__THE TASK__:
Please show all lines of the records that include "wood".

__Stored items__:
········

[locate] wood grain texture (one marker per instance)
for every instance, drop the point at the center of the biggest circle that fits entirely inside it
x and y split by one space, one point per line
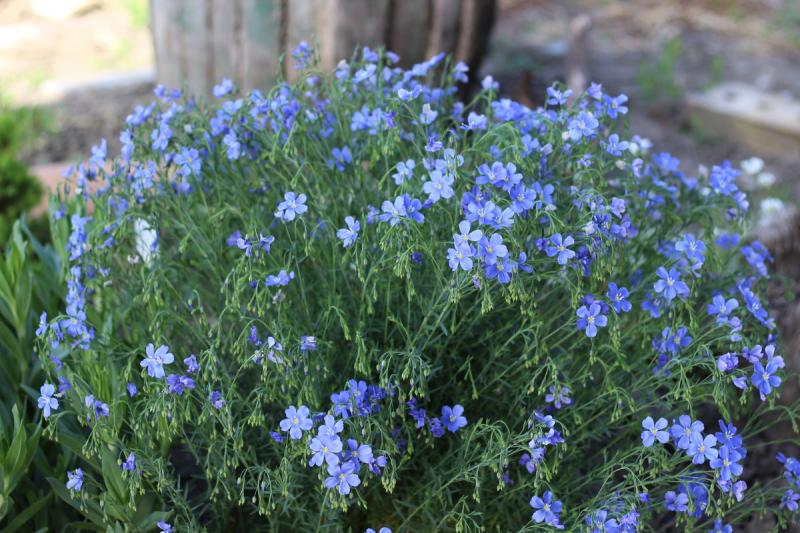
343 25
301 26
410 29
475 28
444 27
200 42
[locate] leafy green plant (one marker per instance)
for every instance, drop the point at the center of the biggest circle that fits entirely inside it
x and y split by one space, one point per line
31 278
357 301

········

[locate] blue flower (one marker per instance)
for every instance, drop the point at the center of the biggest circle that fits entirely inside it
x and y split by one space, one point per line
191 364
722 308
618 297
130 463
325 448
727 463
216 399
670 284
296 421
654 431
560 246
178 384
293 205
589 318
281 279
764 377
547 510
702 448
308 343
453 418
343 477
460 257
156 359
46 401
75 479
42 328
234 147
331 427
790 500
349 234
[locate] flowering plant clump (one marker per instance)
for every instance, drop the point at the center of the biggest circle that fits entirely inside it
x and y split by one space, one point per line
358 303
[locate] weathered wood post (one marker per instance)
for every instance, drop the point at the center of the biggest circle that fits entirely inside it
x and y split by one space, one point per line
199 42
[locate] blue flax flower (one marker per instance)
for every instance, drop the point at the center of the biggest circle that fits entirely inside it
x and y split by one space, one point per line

········

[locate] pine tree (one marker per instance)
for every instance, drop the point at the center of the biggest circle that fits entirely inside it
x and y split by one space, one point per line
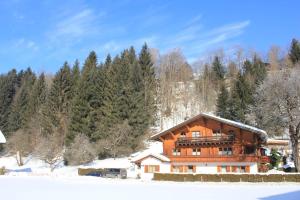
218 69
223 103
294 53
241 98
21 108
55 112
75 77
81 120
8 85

········

__EXERCISE ANSWER__:
[locate] wood grain texture (one marker per instance)
[locate] weathered wood post (one marker per instance)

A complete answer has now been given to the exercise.